Mookie, Sal e os filhos em “Faça a coisa certa”, de Spike Lee.| Foto: Divulgação

De novo o sol vampiro a sugar-me o sangue
O assalto da noite corsária à minha
fortaleza
e um fragor de meio-dia e de gaivotas
amanhece em mim para lhes bater no rosto.
Amarrem-me. Espezinhem-me. Assassinem-me.
(Aimé Cesáire, E os cães deixaram de ladrar)

O sucesso de Ela quer tudo – tema do artigo anterior – deu a Spike Lee notoriedade suficiente para que fosse considerado um cineasta verdadeiramente promissor. No entanto, isso também aumentou a expectativa e, também, sua responsabilidade para o próximo filme, School Daze, de 1988 – que traz as estrelas, à época em ascensão, Tisha Campbell, Laurence Fishburne e Giancarlo Esposito –, e foi seu primeiro filme bancado por uma grande produtora, a Columbia. Não se saiu como esperado. O filme, que se passa numa fictícia universidade negra americana, apesar de ter um bom roteiro e um bom resultado em termos financeiros, gerou críticas menos elogiosas que o anterior e, como diz Dennis Abrams, “a maioria elogiou as performances de Lee e Fishburne, mas alguns sentiram que, diante do assunto sério, a história não deveria ter sido uma comédia musical”. Mas Lee conseguiu um feito notável em duas frentes: criou o musical mais barato já feito e foi o primeiro com um elenco negro e dirigido por um diretor negro. E a partir desse momento, Lee estava preparado para produzir aquela que seria sua maior obra-prima, o espetacular Faça a coisa certa, de 1989.

▸ Lista de dados
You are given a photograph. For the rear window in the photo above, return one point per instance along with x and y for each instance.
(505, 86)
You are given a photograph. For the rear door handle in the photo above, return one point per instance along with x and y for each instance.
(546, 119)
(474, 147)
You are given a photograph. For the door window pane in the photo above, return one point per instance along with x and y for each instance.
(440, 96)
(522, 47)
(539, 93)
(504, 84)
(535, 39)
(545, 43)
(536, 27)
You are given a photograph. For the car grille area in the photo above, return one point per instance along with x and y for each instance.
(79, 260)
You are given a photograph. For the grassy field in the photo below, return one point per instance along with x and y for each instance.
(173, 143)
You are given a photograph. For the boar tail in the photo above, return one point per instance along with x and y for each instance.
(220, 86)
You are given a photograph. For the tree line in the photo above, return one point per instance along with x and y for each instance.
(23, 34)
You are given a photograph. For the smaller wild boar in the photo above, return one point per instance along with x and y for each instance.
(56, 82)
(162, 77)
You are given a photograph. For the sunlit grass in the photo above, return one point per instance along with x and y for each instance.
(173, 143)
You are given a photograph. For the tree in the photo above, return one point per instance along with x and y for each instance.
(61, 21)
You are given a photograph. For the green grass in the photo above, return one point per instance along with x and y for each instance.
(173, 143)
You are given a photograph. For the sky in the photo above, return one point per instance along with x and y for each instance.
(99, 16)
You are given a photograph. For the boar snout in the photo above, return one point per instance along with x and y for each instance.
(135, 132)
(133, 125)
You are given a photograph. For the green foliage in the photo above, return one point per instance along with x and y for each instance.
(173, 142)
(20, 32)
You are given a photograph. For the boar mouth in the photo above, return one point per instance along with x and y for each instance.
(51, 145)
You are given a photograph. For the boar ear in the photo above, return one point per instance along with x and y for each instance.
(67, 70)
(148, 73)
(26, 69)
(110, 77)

▸ Questão proposta
Indique se cada afirmação concorda com o trecho sobre Spike Lee, respondendo sim ou não e citando as palavras do trecho que decidem: 1. School Daze foi o primeiro filme de Lee financiado por uma grande produtora. 2. School Daze teve um resultado financeiro fraco. 3. School Daze se passa numa universidade que existe de verdade. Baseie-se só no trecho sobre Spike Lee, sem usar os dados.

▸ Resposta esperada
1. Sim: “foi seu primeiro filme bancado por uma grande produtora, a Columbia”
2. Não: “um bom resultado em termos financeiros”
3. Não: “se passa numa fictícia universidade negra americana”